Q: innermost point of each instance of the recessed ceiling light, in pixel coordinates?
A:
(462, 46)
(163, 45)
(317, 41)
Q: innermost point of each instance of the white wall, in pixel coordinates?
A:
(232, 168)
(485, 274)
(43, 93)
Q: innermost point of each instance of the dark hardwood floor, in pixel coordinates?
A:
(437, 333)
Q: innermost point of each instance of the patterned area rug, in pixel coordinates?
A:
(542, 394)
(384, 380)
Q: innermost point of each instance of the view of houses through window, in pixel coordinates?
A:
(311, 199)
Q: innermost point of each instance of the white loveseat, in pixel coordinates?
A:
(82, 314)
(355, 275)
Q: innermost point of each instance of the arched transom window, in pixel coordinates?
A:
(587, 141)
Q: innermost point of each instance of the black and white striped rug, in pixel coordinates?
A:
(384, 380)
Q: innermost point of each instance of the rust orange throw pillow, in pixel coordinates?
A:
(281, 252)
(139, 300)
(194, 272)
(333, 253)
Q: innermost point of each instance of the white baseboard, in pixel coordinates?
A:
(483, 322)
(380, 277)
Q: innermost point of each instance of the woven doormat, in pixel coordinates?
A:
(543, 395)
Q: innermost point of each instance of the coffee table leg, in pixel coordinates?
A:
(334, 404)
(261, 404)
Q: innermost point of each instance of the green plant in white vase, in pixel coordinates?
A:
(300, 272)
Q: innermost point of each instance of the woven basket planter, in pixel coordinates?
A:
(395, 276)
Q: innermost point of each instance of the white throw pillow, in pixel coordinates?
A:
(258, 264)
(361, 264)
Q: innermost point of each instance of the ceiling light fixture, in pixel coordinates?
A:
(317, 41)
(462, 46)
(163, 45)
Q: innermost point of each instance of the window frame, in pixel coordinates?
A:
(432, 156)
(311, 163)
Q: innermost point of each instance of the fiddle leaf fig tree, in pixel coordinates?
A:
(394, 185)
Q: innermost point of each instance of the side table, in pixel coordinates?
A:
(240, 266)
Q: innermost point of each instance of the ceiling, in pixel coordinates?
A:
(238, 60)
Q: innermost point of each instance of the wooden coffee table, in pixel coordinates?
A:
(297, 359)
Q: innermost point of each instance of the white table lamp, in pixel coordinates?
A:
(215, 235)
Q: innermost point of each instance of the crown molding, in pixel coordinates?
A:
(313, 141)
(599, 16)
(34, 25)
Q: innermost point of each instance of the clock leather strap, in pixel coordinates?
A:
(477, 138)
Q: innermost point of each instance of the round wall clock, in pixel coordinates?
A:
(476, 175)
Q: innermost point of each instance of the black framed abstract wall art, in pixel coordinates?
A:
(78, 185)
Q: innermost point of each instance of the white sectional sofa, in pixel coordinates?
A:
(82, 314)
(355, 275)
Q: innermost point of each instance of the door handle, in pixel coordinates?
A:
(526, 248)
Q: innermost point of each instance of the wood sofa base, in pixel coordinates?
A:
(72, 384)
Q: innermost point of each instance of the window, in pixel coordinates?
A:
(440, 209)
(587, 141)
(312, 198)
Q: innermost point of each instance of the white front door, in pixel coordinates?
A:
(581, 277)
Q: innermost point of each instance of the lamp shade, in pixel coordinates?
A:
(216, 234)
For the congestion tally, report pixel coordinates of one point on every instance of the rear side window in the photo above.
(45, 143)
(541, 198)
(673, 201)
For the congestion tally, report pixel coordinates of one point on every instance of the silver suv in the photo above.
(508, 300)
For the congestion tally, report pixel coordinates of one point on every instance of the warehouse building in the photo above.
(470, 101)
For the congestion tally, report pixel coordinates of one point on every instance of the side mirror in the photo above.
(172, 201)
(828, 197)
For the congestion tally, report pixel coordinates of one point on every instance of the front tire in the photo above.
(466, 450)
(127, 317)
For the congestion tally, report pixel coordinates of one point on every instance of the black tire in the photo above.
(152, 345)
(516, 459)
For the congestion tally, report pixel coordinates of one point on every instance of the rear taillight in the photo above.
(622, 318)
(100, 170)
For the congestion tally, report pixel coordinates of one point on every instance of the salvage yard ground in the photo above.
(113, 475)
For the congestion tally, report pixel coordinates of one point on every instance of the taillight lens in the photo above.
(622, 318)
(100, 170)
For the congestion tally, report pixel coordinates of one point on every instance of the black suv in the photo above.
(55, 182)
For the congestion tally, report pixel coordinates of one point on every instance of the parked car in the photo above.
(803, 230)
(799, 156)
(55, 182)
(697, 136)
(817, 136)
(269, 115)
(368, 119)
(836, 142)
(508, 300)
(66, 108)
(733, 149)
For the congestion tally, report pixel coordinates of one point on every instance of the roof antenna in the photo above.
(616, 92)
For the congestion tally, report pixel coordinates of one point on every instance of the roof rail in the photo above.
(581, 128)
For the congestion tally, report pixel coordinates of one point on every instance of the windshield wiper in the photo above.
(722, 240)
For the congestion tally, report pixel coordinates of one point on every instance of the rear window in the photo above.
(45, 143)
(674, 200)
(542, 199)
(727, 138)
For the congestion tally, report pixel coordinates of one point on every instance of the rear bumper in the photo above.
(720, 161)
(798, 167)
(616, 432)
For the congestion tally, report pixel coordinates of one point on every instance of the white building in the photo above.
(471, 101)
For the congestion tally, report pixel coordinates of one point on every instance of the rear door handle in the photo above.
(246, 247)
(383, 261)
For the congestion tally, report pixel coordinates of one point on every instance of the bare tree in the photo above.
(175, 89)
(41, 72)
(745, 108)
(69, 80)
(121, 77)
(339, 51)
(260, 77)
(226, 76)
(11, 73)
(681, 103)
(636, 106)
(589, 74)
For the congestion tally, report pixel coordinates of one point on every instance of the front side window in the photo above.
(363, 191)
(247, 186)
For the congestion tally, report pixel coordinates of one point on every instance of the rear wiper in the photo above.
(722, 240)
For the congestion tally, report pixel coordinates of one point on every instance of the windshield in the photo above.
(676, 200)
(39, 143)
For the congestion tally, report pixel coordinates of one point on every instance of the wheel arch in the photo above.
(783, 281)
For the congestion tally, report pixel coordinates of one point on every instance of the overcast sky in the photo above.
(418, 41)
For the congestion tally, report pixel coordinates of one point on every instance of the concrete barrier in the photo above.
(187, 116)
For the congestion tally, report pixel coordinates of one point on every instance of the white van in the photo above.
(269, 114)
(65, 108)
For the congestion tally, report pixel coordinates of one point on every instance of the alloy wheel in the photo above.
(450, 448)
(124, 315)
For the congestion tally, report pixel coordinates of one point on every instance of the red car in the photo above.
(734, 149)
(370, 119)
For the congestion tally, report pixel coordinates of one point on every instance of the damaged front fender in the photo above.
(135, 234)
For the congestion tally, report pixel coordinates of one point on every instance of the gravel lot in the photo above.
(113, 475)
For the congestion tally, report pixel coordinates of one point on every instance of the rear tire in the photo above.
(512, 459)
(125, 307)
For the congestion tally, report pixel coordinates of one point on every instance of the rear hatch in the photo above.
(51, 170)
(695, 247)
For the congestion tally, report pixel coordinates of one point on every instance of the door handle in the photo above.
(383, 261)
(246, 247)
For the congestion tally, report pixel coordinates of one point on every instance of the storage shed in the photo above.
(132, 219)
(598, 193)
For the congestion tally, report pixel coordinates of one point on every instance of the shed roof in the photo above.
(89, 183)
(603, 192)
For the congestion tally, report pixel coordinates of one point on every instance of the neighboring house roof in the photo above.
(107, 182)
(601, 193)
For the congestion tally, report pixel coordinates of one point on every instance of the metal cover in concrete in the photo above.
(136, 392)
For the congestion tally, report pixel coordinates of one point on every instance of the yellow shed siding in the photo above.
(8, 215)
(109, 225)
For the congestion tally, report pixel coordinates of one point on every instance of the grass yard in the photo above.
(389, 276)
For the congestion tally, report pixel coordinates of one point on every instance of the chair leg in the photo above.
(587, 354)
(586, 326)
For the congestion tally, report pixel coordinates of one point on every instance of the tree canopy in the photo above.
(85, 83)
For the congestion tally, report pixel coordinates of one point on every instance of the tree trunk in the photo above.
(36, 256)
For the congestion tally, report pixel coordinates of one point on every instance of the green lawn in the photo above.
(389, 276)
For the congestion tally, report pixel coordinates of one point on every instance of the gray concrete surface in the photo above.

-*-*-

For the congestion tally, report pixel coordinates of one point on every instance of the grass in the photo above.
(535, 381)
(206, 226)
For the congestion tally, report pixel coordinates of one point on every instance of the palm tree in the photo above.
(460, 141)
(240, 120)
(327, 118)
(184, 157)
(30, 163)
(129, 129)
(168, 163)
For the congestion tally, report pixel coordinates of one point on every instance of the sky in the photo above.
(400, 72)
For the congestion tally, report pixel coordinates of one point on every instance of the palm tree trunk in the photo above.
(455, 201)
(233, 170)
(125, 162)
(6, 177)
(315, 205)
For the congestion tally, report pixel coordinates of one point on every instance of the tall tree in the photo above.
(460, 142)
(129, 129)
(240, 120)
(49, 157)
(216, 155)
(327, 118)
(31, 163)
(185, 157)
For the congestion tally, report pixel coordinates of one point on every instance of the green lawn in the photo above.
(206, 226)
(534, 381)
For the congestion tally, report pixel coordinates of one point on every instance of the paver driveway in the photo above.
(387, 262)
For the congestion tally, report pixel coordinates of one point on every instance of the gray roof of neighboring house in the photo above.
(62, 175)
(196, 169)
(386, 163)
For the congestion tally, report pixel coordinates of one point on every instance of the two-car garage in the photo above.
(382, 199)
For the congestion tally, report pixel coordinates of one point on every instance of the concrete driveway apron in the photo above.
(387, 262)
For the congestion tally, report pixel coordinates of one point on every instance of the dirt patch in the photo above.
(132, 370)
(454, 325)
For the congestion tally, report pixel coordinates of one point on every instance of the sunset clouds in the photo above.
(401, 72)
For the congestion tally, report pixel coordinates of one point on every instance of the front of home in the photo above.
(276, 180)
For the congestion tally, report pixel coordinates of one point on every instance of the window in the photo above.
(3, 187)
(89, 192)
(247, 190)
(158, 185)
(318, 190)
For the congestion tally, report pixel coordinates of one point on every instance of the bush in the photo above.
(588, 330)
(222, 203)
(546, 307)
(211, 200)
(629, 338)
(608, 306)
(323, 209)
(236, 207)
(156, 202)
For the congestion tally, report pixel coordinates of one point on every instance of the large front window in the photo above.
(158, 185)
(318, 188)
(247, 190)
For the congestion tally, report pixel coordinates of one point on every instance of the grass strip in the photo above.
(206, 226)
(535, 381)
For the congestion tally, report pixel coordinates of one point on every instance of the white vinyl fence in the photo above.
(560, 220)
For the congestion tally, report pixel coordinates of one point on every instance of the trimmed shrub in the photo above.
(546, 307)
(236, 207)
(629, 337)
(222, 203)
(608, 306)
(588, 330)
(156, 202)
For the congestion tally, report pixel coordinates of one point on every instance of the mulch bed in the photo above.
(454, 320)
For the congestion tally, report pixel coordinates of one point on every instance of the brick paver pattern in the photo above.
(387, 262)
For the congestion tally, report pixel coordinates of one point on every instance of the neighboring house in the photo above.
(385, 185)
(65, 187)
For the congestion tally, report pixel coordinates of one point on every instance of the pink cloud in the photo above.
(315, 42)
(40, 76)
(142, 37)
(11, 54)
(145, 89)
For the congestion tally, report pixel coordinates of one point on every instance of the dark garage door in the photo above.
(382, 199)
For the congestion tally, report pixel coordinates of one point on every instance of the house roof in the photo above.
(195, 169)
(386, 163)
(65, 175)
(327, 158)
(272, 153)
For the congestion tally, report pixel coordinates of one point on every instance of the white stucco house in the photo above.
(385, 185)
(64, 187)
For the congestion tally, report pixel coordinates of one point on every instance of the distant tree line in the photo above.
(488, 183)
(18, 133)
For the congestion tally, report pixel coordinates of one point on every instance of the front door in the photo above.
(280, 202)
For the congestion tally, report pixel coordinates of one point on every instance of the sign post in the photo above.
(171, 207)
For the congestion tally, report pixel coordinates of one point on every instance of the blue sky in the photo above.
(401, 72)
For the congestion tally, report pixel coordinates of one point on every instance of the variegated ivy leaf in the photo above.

-*-*-

**Problem statement:** Every line above that includes "woven" counts toward one total; give that total by itself.

**Task output:** 2